(Image point grounding data)
►

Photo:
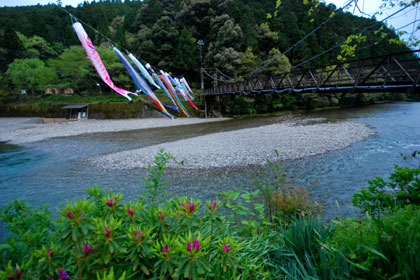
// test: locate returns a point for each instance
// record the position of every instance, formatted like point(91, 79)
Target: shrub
point(402, 189)
point(283, 200)
point(384, 247)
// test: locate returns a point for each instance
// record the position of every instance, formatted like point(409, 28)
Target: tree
point(37, 45)
point(249, 61)
point(31, 74)
point(224, 51)
point(10, 45)
point(186, 55)
point(277, 63)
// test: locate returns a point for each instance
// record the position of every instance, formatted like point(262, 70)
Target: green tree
point(31, 74)
point(277, 62)
point(10, 45)
point(37, 45)
point(186, 58)
point(249, 61)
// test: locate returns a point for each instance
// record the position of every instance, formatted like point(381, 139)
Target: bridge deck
point(394, 72)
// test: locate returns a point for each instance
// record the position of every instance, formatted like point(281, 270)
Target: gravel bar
point(243, 147)
point(27, 130)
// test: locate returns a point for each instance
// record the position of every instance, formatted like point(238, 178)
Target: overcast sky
point(368, 7)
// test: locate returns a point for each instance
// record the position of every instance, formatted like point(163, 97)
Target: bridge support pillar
point(212, 106)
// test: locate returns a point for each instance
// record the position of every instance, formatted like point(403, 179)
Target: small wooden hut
point(78, 111)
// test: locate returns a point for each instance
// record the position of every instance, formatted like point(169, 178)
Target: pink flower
point(130, 212)
point(226, 248)
point(164, 250)
point(62, 274)
point(112, 201)
point(108, 233)
point(87, 249)
point(196, 245)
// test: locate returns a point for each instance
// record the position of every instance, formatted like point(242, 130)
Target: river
point(56, 170)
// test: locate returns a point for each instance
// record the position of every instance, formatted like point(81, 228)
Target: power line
point(342, 42)
point(298, 42)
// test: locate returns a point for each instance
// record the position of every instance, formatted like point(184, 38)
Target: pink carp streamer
point(94, 57)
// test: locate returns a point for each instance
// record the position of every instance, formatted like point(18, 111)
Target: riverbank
point(292, 139)
point(28, 130)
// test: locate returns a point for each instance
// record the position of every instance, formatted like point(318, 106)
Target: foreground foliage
point(253, 235)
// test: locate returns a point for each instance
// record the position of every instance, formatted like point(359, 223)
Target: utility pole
point(201, 44)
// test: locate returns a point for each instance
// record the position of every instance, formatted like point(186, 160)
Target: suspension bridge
point(397, 72)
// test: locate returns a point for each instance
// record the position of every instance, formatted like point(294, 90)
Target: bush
point(402, 189)
point(385, 247)
point(103, 237)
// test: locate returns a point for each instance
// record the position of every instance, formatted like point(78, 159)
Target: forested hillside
point(38, 48)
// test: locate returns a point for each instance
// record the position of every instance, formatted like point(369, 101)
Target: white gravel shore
point(246, 146)
point(293, 139)
point(27, 130)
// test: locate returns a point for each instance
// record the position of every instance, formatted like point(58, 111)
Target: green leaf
point(145, 270)
point(74, 234)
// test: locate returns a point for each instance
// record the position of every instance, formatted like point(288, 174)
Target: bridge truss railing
point(389, 72)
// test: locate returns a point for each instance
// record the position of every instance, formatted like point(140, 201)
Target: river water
point(56, 170)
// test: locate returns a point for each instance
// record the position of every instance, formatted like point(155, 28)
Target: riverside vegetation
point(273, 232)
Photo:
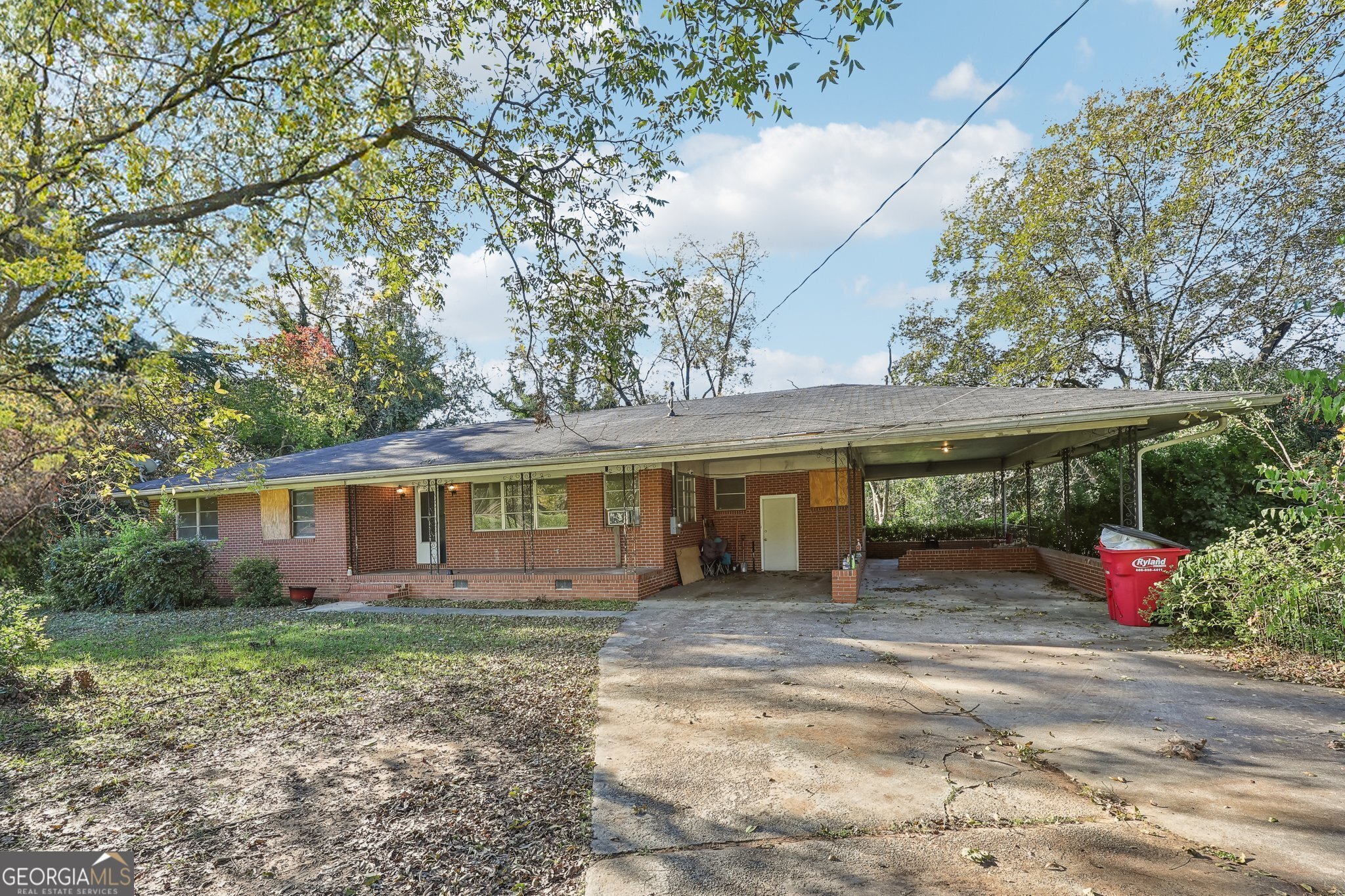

◄

Would you provide an exact, picture-free copy of the data above?

Photo:
// test: locate returns a point for each instance
// record the position of every instance, formatted like point(91, 79)
Target: shrub
point(402, 189)
point(283, 200)
point(384, 247)
// test: locate returns a point for each instance
// record the position of every instance, formatted like point(409, 28)
Target: tree
point(37, 45)
point(249, 61)
point(31, 74)
point(224, 51)
point(10, 45)
point(186, 55)
point(277, 63)
// test: locate returns a point for each instance
// record the position of every instance, formatted like point(262, 70)
Target: green tree
point(31, 74)
point(277, 62)
point(10, 45)
point(37, 45)
point(186, 58)
point(249, 61)
// test: locate returns a point for each instance
// record the position of every instance, formatted like point(381, 139)
Target: bridge deck
point(394, 72)
// test: locate returns a point for each instance
// record the position of every instance, formatted like point(281, 270)
Target: gravel bar
point(243, 147)
point(27, 130)
// test: locate returns a point for each instance
// record the position of every instance, formatted like point(238, 178)
Target: overcast sky
point(368, 7)
// test: locate returns a point for each instance
// record the position of every instance, formatted like point(163, 97)
Target: bridge support pillar
point(212, 106)
// test: locate returns a point for each instance
// record the position of every instance, formatted like point(403, 179)
Target: small wooden hut
point(78, 111)
// test: locate returns a point for each instance
// record the position of every instance, formatted like point(169, 178)
Target: pink flower
point(130, 212)
point(226, 248)
point(164, 250)
point(62, 274)
point(112, 201)
point(108, 233)
point(87, 249)
point(196, 245)
// test: locate returns a point for each instance
// record the position of every instance, formatted like point(242, 130)
Target: river
point(56, 170)
// test: locate returns a point for each instance
// record the position of every instance, formatted like point(81, 228)
Target: power line
point(342, 42)
point(298, 42)
// test: locate returns a point for each instance
// record the position of every instance, formatted like point(184, 38)
Target: pink carp streamer
point(94, 57)
// test: locate returns a point for each instance
// record the position of every instance, formatted like point(18, 111)
Target: riverbank
point(292, 139)
point(28, 130)
// test: locate returns a point for each instance
// record the position of every instance, formatted like point(318, 106)
Target: foreground foliage
point(253, 235)
// test: locate returns a point for each instance
// record the position of every instance, formatted like point(359, 223)
Target: utility pole
point(201, 44)
// test: locate returns a point for each instance
// record the position of every instance, formatted like point(186, 160)
Target: suspension bridge
point(397, 72)
// test: locate returns a point for each instance
// record the position of every instance, formatted like point(294, 90)
Target: bush
point(402, 189)
point(385, 247)
point(103, 237)
// test: locate returns a point for each instance
// record the position of every instance, formatted like point(78, 159)
Target: forested hillside
point(38, 48)
// test: locate returns a point for each instance
// record the position of every instance, formatted like point(369, 101)
Target: white gravel shore
point(246, 146)
point(293, 139)
point(27, 130)
// test: locate returns a point for each instance
// record the position of every instance, formatted like point(58, 111)
Target: green leaf
point(145, 270)
point(74, 234)
// test: locate returns a point for each instance
// record the position of every instance, formatted like point(288, 174)
Target: bridge truss railing
point(389, 72)
// test: locate returns a point for each instance
// record the position of every instance, formatted like point(140, 201)
Target: river water
point(56, 170)
// test: locate returns a point for each instance
// record the position of every instance, formatted like point(155, 28)
Target: riverside vegetation
point(273, 232)
Photo:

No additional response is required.